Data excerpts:
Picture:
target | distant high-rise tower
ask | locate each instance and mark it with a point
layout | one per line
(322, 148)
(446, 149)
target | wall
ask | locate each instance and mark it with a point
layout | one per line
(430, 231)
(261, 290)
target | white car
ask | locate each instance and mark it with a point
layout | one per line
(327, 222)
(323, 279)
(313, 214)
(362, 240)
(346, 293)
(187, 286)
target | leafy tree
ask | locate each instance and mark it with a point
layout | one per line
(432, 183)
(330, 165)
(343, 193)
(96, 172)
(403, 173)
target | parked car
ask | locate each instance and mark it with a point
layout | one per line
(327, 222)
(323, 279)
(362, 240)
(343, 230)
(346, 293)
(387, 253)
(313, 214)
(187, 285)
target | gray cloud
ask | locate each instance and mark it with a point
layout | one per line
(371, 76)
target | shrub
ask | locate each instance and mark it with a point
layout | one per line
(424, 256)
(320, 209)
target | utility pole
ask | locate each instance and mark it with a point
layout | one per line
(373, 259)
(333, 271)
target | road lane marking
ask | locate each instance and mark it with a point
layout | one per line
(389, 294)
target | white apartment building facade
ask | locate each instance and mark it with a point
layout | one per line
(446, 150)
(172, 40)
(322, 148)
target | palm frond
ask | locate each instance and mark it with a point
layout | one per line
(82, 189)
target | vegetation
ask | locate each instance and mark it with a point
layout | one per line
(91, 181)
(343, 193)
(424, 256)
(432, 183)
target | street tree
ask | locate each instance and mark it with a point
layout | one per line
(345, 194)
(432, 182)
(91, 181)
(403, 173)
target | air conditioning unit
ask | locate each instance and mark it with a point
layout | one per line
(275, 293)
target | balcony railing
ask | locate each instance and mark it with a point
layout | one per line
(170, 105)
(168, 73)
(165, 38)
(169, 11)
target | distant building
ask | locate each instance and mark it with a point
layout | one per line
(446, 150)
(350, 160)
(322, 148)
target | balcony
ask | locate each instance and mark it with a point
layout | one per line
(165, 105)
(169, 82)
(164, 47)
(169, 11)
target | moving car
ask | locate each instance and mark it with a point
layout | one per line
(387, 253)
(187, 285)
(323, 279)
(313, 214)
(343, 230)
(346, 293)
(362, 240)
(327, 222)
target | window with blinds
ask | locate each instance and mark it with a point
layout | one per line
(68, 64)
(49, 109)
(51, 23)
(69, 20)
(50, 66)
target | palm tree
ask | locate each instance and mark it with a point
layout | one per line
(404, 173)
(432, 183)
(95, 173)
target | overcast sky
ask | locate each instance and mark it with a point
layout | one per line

== ASSIGNED TASK ==
I need all of the records above retyped exactly, please.

== SOLVED PROBLEM ==
Picture:
target | distant high-rise tower
ask | locate each instance and mark it with a point
layout | one per line
(322, 148)
(446, 149)
target | wall
ask | locate each instance and mark it with a point
layout | one per line
(430, 231)
(261, 290)
target | white car
ask | locate each instance and mark it with a point
layout | one per line
(327, 222)
(323, 279)
(313, 214)
(362, 240)
(346, 293)
(187, 286)
target | leafy tree
ask | locate each instance and mark it with a point
layout | one per line
(432, 183)
(330, 165)
(343, 193)
(96, 172)
(403, 173)
target | parked car
ask | locate each instance and mark it with a point
layout | one per line
(327, 222)
(323, 279)
(362, 240)
(343, 230)
(346, 293)
(387, 253)
(313, 214)
(187, 285)
target | gray cloud
ask | locate each instance and mark it with a point
layout | one per line
(371, 76)
target | shrub
ask | locate each instance and mark it with a point
layout | one per line
(424, 256)
(320, 209)
target | utility pole
ask | locate each instance and mark it with a point
layout | one per line
(373, 259)
(333, 271)
target | road lane marking
ask | locate each instance and mark it with a point
layout | one per line
(389, 294)
target | white apartment building facade
ask | locate each instance and mark it with a point
layout | one per line
(446, 150)
(172, 40)
(322, 148)
target | palm frond
ask | locate each instance and mark it with a point
layout | one per line
(82, 189)
target | vegetation
ask | locate each instance and mark it with a point
layout | one per line
(91, 181)
(343, 193)
(424, 256)
(432, 183)
target | street tree
ask | locate each instance and mark it with a point
layout | one per line
(345, 194)
(432, 182)
(91, 181)
(403, 173)
target | air conditioning unit
ask | locate each instance and mark it with a point
layout | one per line
(275, 293)
target | balcony railing
ask | locate each instance and mark it with a point
layout | one per line
(170, 105)
(168, 73)
(165, 38)
(169, 11)
target | distant building
ask | locate each instance and mark it with a point
layout | one per line
(446, 150)
(350, 160)
(322, 148)
target | balcony
ask | locate each instance and mark it with a point
layout | one per line
(165, 105)
(169, 82)
(164, 47)
(169, 11)
target | moving car
ask | locate each instance and mark it with a point
layout | one per line
(387, 253)
(187, 285)
(323, 279)
(313, 214)
(343, 230)
(346, 293)
(362, 240)
(327, 222)
target | window with blinds
ask | locate each instance and mark it with a point
layout | one per line
(68, 64)
(49, 109)
(51, 23)
(69, 20)
(50, 66)
target | palm tree
ask | locate each instance and mark it with a point
layout | one per line
(404, 173)
(432, 183)
(95, 173)
target | overcast sky
ask | locate each instance and mark it with a point
layout | one per line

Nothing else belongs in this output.